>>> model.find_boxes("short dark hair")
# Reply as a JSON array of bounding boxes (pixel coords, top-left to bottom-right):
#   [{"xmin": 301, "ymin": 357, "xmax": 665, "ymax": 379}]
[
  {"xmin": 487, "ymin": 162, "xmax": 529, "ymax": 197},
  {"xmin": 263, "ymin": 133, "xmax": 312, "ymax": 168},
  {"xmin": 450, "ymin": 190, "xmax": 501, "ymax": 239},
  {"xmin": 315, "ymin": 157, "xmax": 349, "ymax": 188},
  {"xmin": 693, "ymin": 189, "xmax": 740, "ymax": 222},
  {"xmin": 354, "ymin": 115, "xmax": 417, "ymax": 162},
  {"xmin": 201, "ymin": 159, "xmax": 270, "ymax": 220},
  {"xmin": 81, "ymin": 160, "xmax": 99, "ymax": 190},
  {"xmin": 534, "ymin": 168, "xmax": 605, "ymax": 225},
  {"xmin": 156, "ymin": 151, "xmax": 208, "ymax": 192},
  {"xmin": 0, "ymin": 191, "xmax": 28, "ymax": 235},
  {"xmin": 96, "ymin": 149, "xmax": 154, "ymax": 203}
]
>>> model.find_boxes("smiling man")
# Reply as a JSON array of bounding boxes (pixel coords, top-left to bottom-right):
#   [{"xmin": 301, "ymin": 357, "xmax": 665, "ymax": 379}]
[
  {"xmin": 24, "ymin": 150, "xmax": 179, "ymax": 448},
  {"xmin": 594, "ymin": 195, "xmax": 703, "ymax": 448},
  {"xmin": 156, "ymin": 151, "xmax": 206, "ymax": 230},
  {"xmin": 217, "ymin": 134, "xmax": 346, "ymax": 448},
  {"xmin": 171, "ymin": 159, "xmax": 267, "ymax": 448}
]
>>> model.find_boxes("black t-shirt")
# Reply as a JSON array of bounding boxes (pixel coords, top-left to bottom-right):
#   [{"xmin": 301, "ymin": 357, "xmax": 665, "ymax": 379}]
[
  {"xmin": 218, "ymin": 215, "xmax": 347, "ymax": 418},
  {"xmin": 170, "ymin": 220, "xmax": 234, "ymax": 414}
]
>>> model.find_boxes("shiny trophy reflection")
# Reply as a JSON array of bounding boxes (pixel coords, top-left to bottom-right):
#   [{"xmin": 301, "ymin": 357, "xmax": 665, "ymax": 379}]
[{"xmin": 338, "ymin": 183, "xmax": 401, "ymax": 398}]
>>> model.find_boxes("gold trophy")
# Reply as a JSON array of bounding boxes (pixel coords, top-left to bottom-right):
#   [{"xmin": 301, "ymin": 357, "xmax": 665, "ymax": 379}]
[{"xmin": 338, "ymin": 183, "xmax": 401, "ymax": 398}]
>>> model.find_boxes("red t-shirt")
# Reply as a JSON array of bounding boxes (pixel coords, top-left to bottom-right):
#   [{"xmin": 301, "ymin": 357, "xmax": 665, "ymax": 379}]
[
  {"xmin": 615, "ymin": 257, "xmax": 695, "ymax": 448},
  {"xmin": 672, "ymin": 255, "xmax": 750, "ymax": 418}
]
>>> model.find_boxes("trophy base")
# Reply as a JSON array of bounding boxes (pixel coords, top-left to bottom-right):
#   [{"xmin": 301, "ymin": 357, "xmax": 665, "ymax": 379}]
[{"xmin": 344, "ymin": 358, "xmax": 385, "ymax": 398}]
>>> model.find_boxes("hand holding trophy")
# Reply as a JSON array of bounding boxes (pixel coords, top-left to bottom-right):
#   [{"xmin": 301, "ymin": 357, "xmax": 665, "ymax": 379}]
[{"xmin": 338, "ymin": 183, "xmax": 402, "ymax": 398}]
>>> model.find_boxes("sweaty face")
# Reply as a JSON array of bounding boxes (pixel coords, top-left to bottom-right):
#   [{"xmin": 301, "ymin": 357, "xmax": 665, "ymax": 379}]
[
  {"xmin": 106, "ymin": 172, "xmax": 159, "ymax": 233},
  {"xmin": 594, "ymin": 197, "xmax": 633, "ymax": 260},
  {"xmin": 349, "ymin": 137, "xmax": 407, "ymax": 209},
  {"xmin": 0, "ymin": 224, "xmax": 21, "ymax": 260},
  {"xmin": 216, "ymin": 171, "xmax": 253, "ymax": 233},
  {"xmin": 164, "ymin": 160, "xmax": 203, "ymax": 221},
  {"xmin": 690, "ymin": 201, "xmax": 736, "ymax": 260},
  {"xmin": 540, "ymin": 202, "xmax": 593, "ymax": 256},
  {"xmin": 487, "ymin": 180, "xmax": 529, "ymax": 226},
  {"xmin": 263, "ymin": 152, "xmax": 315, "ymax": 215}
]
○ ○ ○ ○ ○
[Stated goal]: Find every line in the items above that contains the string "model" and copy each of those lines in full, treating uppercase and lowercase as different.

[Solution to the exercise]:
>>> model.find_boxes("short dark hair")
>>> model.find_boxes("smiling man")
>>> model.find_boxes("black t-shirt")
>>> model.find_boxes("shiny trophy reflection")
>>> model.find_boxes("gold trophy")
>>> model.find_boxes("red t-shirt")
>>> model.find_boxes("trophy base")
>>> model.find_boxes("hand holding trophy")
>>> model.find_boxes("sweaty face")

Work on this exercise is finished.